### YOUR INSTRUCTIONS
Below are lines of data, and only some are wanted. Please repeat exactly those from the line that has "task | identify every instance of the vanity countertop" through the line that has "task | identify every instance of the white panel".

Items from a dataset
····················
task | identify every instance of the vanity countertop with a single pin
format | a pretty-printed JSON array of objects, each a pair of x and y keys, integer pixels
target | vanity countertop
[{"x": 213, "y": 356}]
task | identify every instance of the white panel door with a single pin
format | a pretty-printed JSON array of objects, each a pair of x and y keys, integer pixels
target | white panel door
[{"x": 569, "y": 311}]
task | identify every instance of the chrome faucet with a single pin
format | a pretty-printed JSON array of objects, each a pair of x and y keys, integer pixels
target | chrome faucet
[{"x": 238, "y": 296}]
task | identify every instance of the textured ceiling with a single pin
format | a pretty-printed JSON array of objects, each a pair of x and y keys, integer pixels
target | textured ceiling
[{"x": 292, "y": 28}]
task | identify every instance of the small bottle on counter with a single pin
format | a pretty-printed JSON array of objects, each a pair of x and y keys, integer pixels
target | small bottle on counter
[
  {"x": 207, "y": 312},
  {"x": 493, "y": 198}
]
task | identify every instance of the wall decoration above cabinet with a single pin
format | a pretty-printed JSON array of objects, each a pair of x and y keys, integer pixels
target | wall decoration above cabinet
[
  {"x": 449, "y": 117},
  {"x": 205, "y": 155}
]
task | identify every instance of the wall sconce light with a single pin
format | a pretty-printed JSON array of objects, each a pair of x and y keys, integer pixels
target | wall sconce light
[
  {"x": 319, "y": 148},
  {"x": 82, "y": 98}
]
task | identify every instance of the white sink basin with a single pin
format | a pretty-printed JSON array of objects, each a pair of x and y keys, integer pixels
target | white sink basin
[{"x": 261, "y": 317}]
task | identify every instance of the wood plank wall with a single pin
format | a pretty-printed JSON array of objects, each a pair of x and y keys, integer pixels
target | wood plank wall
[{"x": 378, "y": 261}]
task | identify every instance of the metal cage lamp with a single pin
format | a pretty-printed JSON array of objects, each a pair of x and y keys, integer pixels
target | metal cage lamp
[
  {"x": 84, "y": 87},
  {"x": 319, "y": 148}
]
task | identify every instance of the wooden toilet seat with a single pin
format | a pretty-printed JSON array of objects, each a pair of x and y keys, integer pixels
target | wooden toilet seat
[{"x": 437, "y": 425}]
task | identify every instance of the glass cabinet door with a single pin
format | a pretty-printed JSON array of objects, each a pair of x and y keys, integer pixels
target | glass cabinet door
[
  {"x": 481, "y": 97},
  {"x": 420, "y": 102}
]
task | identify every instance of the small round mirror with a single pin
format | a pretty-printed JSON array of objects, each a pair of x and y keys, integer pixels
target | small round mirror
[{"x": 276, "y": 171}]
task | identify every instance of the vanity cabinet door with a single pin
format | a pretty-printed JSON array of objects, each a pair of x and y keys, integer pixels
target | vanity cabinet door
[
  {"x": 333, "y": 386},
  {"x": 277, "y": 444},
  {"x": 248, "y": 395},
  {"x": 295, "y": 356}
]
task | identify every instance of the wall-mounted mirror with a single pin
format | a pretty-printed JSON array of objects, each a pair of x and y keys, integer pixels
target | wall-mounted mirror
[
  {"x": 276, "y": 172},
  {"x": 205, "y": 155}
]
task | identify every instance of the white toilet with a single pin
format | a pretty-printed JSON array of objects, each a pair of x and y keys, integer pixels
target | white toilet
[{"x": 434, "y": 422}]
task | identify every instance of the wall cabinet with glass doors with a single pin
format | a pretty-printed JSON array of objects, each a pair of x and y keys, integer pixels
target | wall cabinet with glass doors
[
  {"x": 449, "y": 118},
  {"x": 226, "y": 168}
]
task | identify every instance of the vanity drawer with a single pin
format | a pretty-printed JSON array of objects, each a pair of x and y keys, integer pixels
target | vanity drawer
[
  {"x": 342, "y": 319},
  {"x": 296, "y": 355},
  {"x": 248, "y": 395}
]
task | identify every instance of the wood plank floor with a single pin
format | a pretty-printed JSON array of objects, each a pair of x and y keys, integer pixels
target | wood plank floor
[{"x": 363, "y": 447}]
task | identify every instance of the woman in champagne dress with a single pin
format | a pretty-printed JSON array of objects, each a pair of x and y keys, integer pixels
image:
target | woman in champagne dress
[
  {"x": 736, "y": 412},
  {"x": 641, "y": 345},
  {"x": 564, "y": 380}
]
····················
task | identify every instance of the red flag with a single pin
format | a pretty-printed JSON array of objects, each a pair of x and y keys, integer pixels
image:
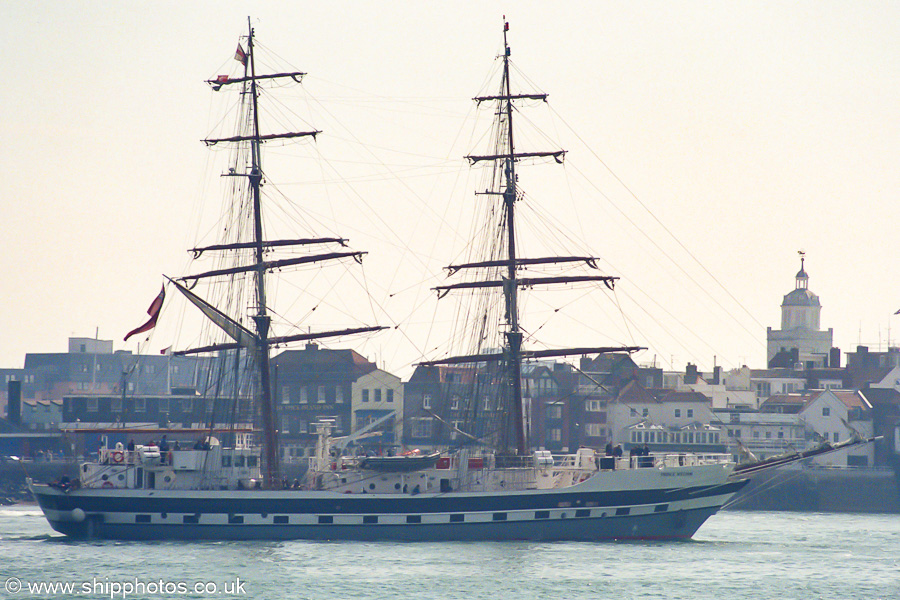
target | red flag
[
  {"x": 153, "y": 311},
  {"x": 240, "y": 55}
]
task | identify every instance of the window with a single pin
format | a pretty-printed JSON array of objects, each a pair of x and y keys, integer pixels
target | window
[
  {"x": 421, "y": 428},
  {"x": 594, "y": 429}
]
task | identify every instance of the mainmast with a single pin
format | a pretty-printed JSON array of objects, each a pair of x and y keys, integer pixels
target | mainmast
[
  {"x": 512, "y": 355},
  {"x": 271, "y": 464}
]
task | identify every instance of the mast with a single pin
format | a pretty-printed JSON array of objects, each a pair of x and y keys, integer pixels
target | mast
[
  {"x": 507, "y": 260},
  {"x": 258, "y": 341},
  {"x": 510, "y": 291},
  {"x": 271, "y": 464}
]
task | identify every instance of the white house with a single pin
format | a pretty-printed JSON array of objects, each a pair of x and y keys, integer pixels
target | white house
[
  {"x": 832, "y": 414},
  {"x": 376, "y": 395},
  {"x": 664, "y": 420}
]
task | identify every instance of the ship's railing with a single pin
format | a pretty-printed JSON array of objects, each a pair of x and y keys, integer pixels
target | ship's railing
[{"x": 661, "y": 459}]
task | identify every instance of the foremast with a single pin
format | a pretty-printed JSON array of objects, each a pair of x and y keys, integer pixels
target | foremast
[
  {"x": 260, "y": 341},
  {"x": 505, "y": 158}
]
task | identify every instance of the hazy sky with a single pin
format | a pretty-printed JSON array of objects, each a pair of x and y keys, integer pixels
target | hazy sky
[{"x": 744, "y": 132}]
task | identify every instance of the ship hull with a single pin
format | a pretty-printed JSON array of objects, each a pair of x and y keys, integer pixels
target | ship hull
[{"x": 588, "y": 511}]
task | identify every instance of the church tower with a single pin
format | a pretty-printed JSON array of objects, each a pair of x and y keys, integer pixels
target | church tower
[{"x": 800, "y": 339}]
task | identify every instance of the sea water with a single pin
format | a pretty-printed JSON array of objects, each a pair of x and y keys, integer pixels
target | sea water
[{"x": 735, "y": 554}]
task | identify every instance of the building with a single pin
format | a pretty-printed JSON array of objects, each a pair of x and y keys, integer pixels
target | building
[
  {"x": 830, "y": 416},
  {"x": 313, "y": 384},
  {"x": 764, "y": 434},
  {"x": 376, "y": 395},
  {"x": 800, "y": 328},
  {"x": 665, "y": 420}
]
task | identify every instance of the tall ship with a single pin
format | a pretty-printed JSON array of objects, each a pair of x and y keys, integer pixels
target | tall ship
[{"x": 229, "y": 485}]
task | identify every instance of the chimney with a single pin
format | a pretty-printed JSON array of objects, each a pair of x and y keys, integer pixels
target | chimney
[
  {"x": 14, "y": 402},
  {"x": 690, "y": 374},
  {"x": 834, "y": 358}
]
····················
### REPLY
task | identify every instance of the vanity countertop with a single pin
format | a pretty-printed JSON array of objects, each a pair of x and y keys, integer pixels
target | vanity countertop
[{"x": 213, "y": 356}]
task | identify every instance of the white panel door with a single pin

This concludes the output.